→ **Task directions**: All of the entries must appear again exactly as written.
*** Information shown ***
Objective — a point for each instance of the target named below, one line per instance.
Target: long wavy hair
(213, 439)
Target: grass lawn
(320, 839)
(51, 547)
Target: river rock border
*** End of Information shown ***
→ **Answer**:
Objective — a point for each instance of the target named below, one line per instance.
Target: long wavy hair
(213, 439)
Target: grass lawn
(320, 839)
(51, 547)
Target: river rock border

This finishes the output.